Written task
Return each line of the listing below that contains the string "jacket", copying every such line in full.
● ● ● ●
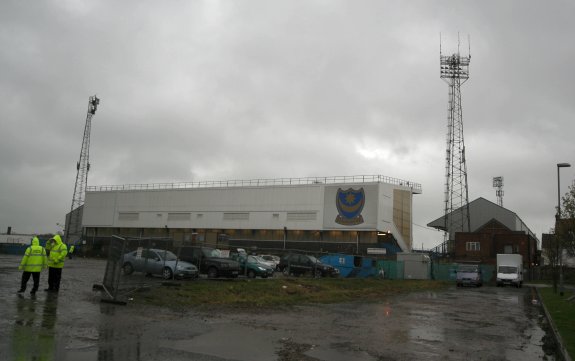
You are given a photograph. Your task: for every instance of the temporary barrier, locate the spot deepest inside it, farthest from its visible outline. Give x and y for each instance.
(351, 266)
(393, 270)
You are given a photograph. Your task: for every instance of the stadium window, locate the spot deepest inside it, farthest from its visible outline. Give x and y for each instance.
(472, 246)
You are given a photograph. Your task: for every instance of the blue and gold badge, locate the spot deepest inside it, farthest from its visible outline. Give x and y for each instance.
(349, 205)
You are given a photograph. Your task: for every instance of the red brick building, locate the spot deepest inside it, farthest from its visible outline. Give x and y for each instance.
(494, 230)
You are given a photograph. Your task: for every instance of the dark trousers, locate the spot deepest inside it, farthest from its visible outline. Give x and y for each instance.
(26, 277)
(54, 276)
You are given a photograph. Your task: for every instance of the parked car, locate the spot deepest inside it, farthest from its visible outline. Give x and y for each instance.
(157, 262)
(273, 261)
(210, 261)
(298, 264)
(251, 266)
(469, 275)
● ● ● ●
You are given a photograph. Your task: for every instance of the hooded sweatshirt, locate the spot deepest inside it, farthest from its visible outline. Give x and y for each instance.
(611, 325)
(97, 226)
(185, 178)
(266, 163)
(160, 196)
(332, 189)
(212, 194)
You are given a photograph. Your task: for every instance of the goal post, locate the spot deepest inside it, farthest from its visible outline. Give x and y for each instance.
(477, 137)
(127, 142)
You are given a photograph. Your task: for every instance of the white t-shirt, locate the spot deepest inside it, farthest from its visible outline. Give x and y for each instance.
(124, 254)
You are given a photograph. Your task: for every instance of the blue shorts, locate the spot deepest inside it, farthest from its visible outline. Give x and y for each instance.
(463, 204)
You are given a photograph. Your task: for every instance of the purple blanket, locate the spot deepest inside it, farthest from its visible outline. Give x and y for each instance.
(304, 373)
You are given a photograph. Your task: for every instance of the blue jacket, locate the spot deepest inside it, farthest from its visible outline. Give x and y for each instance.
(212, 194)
● ● ● ●
Solution for this problem
You are given a photograph. Your task: for every instance of the blue jacket, locate the spot deepest inside it, farthest from its visible outline. Give x and y for each instance.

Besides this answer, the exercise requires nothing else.